● **Stated goal**: Return every line of the records that contains the string "pool", treating uppercase and lowercase letters as distinct.

── Material for this task ──

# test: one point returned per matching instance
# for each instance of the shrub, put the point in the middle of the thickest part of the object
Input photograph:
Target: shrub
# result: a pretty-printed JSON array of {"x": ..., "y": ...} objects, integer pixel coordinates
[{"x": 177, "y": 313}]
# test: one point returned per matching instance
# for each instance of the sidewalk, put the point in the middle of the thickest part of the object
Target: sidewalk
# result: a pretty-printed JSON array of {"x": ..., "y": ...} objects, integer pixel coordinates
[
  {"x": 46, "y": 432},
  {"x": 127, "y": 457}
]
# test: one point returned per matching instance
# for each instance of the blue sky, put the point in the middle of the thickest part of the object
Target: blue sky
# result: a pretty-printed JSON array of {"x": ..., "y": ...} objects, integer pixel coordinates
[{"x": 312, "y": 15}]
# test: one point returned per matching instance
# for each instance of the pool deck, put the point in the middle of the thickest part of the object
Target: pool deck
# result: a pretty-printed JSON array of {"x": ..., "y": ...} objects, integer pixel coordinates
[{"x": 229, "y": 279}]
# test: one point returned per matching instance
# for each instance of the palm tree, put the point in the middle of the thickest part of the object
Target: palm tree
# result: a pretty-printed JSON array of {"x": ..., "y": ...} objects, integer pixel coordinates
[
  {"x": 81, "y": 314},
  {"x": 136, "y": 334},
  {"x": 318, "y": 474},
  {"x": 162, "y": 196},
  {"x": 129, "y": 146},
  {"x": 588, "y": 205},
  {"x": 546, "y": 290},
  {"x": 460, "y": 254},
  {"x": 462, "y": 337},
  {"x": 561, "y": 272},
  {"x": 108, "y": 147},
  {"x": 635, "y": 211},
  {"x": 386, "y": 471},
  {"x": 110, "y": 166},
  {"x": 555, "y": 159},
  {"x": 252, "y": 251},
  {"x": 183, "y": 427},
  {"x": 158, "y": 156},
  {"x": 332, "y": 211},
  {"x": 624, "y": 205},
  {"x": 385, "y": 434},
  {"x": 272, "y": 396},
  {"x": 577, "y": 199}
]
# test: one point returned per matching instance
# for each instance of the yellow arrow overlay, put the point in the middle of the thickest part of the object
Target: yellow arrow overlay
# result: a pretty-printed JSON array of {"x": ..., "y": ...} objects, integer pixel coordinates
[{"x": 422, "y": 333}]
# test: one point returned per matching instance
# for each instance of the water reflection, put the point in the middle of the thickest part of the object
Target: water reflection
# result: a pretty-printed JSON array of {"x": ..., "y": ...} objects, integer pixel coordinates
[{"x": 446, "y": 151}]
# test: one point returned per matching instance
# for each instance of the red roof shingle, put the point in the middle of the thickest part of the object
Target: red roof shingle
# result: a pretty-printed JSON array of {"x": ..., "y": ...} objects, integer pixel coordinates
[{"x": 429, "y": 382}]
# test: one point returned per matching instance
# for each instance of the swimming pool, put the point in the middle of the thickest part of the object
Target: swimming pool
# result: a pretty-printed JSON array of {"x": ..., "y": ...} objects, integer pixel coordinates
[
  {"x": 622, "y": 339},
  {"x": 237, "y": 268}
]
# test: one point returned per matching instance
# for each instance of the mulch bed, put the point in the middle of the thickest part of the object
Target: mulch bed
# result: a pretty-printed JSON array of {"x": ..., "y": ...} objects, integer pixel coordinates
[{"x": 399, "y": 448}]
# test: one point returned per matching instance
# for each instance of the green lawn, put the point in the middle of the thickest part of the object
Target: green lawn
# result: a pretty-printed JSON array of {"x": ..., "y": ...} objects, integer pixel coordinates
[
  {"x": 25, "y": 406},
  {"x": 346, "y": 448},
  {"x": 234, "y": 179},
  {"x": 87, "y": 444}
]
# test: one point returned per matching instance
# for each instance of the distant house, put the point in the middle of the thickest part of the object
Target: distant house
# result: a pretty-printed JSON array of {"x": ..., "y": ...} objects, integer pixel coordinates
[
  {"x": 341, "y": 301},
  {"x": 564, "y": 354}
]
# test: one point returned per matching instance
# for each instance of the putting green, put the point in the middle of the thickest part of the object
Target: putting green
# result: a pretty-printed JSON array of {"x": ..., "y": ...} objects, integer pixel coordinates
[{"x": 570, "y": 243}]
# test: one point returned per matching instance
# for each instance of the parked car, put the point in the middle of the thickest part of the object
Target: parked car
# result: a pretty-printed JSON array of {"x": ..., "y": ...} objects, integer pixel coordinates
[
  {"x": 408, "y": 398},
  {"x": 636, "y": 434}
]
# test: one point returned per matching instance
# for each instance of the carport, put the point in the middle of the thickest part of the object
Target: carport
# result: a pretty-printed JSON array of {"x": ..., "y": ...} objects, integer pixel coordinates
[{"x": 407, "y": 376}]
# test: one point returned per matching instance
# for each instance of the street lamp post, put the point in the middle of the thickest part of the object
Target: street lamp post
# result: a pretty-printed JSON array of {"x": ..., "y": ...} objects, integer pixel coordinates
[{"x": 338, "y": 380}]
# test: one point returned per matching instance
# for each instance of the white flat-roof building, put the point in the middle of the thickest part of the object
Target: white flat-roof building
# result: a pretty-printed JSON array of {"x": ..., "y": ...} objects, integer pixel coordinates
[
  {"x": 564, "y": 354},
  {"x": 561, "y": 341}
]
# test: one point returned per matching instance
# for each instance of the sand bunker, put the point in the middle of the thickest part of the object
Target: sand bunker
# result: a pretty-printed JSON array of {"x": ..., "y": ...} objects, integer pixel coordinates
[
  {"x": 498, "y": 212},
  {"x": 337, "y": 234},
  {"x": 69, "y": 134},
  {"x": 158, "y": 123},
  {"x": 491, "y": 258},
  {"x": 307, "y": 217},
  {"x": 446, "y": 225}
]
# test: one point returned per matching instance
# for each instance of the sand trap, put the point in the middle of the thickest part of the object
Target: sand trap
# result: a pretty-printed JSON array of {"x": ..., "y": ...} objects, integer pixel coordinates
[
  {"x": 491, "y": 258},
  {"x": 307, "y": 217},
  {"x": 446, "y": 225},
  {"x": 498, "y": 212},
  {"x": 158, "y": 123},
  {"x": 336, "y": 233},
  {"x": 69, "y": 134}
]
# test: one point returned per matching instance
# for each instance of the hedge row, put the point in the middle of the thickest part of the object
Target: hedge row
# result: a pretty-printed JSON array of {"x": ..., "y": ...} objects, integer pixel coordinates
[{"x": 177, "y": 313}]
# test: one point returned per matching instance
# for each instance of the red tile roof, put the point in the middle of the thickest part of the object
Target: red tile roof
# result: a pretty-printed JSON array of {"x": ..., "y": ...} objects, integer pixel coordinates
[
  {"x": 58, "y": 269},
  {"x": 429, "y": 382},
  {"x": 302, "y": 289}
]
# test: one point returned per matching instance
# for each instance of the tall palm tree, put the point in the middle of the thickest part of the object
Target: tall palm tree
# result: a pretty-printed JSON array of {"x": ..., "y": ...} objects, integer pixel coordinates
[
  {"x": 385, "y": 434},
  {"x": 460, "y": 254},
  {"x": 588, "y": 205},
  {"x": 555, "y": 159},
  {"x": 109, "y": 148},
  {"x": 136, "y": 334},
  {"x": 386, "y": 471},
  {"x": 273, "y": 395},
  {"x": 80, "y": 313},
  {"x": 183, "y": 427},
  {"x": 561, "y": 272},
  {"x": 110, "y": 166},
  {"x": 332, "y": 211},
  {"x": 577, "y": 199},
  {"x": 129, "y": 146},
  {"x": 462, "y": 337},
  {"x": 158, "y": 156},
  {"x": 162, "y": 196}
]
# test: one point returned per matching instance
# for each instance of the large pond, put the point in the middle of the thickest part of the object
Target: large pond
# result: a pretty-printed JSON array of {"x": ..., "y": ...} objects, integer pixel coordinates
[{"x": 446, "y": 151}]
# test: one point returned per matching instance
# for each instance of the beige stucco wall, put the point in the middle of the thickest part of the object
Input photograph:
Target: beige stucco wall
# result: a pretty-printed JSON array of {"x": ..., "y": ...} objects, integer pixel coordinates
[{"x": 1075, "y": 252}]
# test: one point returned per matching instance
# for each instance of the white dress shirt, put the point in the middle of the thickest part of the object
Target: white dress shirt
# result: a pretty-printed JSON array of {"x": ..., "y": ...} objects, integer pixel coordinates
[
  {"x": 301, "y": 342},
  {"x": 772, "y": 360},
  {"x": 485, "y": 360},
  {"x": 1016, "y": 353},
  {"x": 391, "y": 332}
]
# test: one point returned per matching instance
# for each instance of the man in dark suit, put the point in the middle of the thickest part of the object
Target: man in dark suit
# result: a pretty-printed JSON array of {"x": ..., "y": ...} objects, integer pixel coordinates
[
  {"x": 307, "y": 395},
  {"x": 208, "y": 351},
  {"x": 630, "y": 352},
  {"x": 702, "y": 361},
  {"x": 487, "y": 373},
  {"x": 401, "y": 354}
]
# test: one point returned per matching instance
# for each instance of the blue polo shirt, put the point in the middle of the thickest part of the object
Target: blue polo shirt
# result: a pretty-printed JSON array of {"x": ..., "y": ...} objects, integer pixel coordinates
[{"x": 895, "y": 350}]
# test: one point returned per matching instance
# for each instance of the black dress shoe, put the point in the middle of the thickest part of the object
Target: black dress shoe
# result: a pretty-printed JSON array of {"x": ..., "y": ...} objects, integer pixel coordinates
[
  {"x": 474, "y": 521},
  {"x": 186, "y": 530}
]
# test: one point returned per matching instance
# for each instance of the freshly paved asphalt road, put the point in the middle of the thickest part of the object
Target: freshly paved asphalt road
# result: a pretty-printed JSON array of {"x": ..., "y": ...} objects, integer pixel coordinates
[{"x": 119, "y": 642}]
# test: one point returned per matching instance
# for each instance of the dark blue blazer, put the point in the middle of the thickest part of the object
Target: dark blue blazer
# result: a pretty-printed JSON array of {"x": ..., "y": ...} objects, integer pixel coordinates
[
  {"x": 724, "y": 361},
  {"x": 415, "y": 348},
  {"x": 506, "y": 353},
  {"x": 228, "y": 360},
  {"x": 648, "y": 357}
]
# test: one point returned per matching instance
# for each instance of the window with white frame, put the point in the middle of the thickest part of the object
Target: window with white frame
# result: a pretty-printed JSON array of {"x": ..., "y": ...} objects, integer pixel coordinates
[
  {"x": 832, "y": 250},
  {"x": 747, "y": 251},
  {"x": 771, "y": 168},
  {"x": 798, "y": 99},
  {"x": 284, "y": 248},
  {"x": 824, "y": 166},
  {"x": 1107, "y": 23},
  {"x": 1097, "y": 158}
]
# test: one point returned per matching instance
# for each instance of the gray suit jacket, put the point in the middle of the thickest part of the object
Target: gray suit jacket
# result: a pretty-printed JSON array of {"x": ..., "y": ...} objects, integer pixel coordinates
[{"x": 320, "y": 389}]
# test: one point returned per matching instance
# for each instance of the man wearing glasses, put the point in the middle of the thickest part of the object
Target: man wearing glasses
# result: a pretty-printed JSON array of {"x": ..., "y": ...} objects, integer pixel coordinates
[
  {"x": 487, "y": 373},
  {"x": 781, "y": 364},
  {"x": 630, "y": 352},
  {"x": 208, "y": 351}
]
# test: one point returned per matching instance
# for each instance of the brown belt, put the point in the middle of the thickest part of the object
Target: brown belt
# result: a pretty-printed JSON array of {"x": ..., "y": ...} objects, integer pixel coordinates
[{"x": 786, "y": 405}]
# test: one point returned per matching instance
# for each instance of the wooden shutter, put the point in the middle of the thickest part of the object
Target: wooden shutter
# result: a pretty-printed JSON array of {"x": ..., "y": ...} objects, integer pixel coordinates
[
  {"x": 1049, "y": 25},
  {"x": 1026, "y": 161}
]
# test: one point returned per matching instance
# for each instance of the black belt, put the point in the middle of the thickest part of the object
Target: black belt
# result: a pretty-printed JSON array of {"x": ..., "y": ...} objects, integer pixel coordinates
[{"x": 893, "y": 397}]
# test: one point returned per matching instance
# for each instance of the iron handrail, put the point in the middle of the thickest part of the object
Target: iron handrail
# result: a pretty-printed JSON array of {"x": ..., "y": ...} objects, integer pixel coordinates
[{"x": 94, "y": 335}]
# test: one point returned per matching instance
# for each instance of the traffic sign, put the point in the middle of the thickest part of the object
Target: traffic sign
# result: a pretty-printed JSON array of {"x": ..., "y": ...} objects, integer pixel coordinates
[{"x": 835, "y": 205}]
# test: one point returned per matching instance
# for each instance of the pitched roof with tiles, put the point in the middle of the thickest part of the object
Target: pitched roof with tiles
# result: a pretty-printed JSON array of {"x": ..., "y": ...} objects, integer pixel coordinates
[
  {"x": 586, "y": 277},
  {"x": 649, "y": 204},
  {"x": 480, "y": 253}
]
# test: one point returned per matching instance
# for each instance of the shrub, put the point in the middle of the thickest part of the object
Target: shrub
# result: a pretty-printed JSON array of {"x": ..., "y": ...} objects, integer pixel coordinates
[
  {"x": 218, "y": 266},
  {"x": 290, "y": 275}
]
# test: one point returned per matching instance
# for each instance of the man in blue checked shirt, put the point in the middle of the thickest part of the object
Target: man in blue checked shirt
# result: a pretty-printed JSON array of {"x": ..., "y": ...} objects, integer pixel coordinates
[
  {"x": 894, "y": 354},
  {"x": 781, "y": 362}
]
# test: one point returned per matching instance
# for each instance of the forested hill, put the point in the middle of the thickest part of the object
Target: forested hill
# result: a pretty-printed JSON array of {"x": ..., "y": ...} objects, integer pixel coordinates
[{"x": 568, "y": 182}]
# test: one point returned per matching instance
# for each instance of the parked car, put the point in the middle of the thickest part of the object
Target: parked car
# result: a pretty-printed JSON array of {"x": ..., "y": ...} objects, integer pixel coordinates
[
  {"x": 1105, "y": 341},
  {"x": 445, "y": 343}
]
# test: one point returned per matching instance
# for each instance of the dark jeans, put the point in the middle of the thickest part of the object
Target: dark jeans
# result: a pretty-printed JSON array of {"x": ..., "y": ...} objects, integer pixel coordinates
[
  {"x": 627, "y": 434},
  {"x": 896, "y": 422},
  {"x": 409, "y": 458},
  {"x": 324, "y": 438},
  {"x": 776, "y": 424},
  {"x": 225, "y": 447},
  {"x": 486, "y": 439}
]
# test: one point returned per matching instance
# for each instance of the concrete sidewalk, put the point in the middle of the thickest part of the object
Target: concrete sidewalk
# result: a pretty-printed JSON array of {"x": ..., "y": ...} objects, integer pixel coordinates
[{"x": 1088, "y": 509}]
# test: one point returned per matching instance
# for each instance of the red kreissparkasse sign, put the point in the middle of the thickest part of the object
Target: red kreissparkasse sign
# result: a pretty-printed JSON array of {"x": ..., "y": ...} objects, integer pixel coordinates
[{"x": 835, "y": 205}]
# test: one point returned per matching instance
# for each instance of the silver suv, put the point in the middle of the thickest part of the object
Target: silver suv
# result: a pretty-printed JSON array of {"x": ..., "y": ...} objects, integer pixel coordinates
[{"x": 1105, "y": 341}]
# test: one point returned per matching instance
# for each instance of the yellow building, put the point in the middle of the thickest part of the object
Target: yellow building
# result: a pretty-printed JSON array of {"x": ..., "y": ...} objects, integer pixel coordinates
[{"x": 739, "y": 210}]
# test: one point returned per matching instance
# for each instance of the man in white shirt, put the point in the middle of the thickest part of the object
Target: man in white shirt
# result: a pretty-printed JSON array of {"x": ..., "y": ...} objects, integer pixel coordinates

───

● **Result of this task**:
# for each instance of the pool deck, put the point in the middle of the thickest part of the object
Target: pool deck
# for each instance of the swimming pool, put the point in the middle of the thickest part of the object
Target: swimming pool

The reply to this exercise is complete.